- [OBJECTIVE]: Print the entries verbatim, starting with the line that contains "Can you see the small bud" and going on through the last line of the entries, with both ends included. Leave out any pictures.

*** THE RECORDS

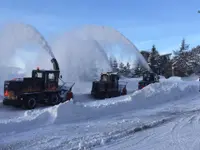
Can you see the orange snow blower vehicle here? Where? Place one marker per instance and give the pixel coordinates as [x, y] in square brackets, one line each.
[42, 87]
[108, 86]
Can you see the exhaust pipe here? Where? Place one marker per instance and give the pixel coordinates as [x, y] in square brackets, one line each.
[55, 64]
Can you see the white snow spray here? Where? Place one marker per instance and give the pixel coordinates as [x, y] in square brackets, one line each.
[83, 51]
[16, 35]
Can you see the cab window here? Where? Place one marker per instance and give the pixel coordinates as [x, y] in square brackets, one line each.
[51, 76]
[38, 75]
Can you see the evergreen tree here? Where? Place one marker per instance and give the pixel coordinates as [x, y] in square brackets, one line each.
[115, 65]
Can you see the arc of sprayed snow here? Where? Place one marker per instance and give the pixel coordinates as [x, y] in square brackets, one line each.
[45, 44]
[92, 30]
[30, 28]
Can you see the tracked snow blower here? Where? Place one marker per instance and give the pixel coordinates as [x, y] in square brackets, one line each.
[148, 78]
[108, 86]
[42, 88]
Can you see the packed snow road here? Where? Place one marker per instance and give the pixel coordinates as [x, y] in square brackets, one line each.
[161, 116]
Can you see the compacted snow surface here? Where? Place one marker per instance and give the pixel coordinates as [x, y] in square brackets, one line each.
[164, 115]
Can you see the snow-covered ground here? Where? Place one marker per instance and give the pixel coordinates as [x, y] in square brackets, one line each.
[164, 115]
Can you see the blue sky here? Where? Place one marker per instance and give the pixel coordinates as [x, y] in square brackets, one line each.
[145, 22]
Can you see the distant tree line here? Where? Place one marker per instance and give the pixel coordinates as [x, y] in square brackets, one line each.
[184, 62]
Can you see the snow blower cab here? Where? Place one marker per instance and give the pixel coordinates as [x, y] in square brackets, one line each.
[108, 86]
[148, 78]
[42, 87]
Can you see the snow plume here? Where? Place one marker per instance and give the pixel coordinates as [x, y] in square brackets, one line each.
[80, 59]
[84, 49]
[114, 43]
[13, 38]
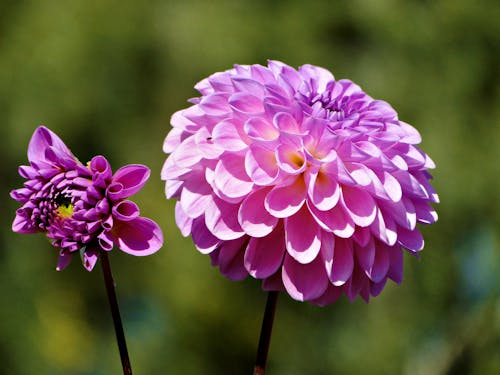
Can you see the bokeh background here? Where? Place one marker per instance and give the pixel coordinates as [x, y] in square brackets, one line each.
[107, 75]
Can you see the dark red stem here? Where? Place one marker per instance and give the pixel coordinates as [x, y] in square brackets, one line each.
[115, 313]
[265, 333]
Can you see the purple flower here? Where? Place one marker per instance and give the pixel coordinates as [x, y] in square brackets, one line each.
[82, 207]
[299, 180]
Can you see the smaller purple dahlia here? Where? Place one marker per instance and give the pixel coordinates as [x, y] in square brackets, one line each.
[82, 207]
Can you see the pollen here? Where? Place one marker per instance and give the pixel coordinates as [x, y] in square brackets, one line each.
[65, 210]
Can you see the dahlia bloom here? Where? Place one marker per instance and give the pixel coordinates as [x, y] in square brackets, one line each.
[300, 180]
[82, 207]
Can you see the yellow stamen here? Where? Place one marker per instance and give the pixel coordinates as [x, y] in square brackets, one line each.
[65, 211]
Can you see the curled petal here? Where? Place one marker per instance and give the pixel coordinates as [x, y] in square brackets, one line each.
[231, 259]
[222, 220]
[128, 180]
[264, 255]
[125, 211]
[304, 281]
[41, 142]
[360, 205]
[101, 171]
[89, 258]
[284, 201]
[303, 236]
[140, 236]
[63, 260]
[253, 217]
[343, 262]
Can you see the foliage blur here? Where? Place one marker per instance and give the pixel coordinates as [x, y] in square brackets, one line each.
[107, 75]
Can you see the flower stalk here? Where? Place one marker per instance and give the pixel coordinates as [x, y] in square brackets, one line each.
[265, 333]
[115, 313]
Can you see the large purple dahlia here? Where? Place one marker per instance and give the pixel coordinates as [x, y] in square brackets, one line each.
[298, 179]
[82, 207]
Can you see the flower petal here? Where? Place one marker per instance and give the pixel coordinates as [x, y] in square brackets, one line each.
[336, 220]
[284, 201]
[303, 236]
[343, 262]
[264, 255]
[140, 236]
[221, 219]
[360, 205]
[261, 165]
[231, 258]
[131, 178]
[304, 281]
[323, 191]
[42, 140]
[253, 217]
[125, 211]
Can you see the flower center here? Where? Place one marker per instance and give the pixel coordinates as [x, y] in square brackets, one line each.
[64, 206]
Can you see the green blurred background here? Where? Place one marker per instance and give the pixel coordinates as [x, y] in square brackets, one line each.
[107, 75]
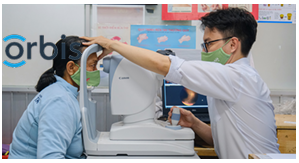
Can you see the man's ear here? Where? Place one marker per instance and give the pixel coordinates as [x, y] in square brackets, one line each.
[235, 43]
[71, 68]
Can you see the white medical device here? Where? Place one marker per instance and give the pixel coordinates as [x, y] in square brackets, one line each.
[132, 94]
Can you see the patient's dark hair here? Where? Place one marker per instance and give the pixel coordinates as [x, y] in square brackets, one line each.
[234, 22]
[59, 64]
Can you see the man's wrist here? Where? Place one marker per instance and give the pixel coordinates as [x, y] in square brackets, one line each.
[113, 44]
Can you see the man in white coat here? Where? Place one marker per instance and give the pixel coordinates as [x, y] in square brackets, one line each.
[240, 107]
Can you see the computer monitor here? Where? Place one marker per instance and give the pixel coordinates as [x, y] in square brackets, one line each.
[177, 95]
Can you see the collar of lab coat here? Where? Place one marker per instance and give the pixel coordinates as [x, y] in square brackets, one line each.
[68, 86]
[242, 61]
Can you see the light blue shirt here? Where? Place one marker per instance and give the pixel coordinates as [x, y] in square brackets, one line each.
[51, 125]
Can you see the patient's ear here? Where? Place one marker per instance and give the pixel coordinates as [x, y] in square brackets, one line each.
[235, 43]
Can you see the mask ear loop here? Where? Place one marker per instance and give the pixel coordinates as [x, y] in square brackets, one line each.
[231, 55]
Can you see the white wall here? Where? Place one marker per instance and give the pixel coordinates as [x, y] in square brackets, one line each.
[274, 55]
[31, 21]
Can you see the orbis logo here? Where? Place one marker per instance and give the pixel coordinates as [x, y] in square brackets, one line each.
[30, 45]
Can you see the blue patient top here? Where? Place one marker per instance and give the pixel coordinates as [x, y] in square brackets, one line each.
[51, 125]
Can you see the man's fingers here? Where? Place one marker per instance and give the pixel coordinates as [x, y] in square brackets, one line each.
[87, 38]
[88, 43]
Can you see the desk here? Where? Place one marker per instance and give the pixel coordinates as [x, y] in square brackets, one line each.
[286, 134]
[272, 156]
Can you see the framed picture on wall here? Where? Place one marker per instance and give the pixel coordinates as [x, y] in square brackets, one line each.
[196, 11]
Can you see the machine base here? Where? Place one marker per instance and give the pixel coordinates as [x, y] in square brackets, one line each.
[155, 148]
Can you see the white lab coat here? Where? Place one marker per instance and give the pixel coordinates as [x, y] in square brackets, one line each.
[240, 107]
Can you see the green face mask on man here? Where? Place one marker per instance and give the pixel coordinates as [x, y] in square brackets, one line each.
[216, 56]
[92, 77]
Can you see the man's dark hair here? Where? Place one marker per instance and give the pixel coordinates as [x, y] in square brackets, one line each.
[234, 22]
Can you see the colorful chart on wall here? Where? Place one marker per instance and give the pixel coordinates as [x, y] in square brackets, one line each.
[196, 11]
[277, 13]
[155, 37]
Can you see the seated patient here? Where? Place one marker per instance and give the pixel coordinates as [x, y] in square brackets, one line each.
[51, 125]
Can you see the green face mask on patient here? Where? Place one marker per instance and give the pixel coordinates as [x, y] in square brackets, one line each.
[92, 77]
[216, 56]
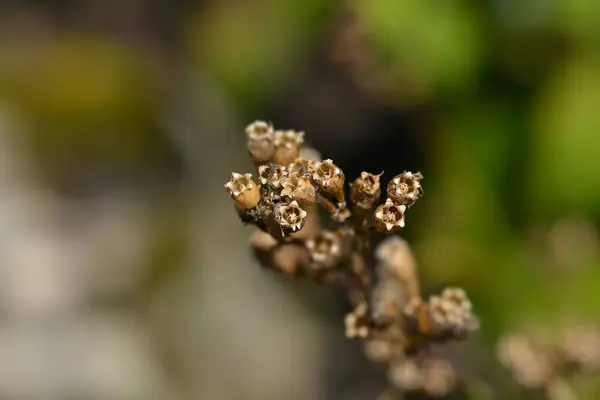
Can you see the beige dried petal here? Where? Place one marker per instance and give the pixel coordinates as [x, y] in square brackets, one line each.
[328, 176]
[290, 217]
[405, 188]
[260, 130]
[299, 189]
[243, 190]
[389, 217]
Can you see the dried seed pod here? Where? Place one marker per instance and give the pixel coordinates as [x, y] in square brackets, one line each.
[365, 190]
[329, 178]
[272, 175]
[405, 188]
[243, 191]
[300, 189]
[260, 143]
[290, 217]
[287, 146]
[450, 314]
[325, 250]
[389, 217]
[302, 167]
[356, 322]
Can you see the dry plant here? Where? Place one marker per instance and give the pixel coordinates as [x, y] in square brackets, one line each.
[396, 324]
[549, 366]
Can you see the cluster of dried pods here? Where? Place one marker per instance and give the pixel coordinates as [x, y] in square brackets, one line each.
[396, 324]
[547, 364]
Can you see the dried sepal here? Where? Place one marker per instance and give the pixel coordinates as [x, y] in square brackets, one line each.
[389, 217]
[329, 177]
[325, 250]
[287, 146]
[290, 217]
[405, 188]
[356, 322]
[443, 317]
[365, 190]
[243, 191]
[272, 175]
[300, 189]
[260, 143]
[302, 167]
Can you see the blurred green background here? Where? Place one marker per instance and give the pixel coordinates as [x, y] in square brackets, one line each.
[123, 263]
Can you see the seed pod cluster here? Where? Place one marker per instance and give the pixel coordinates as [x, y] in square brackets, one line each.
[397, 326]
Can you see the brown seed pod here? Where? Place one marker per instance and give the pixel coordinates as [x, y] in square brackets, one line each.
[389, 217]
[300, 189]
[405, 188]
[243, 191]
[287, 146]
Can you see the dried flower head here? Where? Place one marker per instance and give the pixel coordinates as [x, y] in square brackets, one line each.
[405, 188]
[325, 249]
[389, 217]
[329, 177]
[356, 322]
[301, 167]
[243, 190]
[299, 189]
[260, 141]
[451, 313]
[271, 175]
[365, 190]
[290, 217]
[287, 146]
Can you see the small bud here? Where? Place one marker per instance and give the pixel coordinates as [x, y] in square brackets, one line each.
[450, 315]
[389, 217]
[365, 190]
[243, 191]
[325, 249]
[405, 188]
[272, 175]
[356, 322]
[330, 178]
[301, 167]
[260, 142]
[287, 146]
[290, 217]
[300, 189]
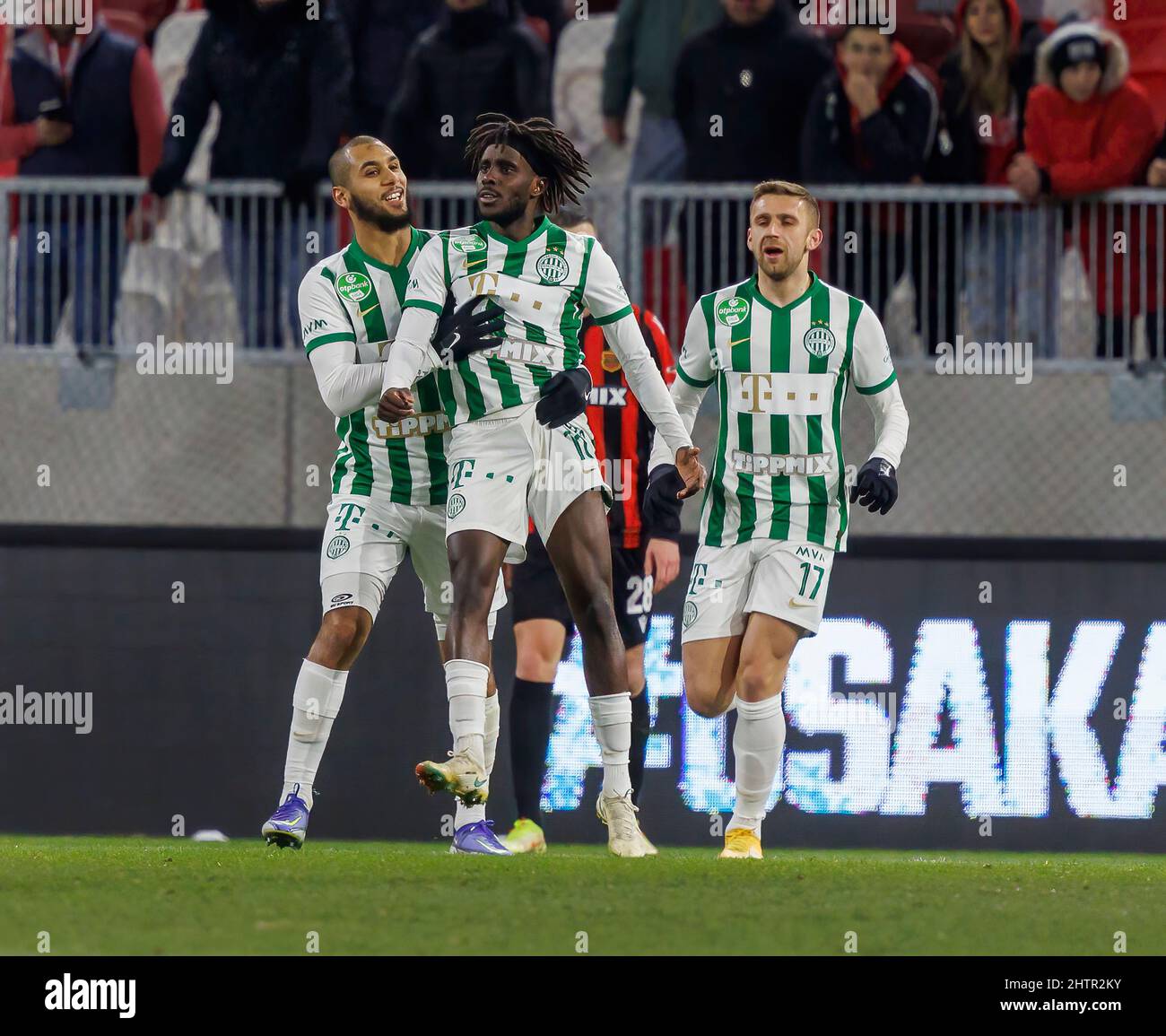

******

- [COMPLETE ANSWER]:
Can you see the small bud here? Where? Place one marker per instance and give the pixel coordinates as [x, y] in square brackets, one line each.
[450, 315]
[389, 217]
[365, 190]
[243, 191]
[325, 249]
[405, 188]
[272, 175]
[356, 322]
[330, 178]
[301, 167]
[260, 142]
[287, 146]
[290, 217]
[300, 189]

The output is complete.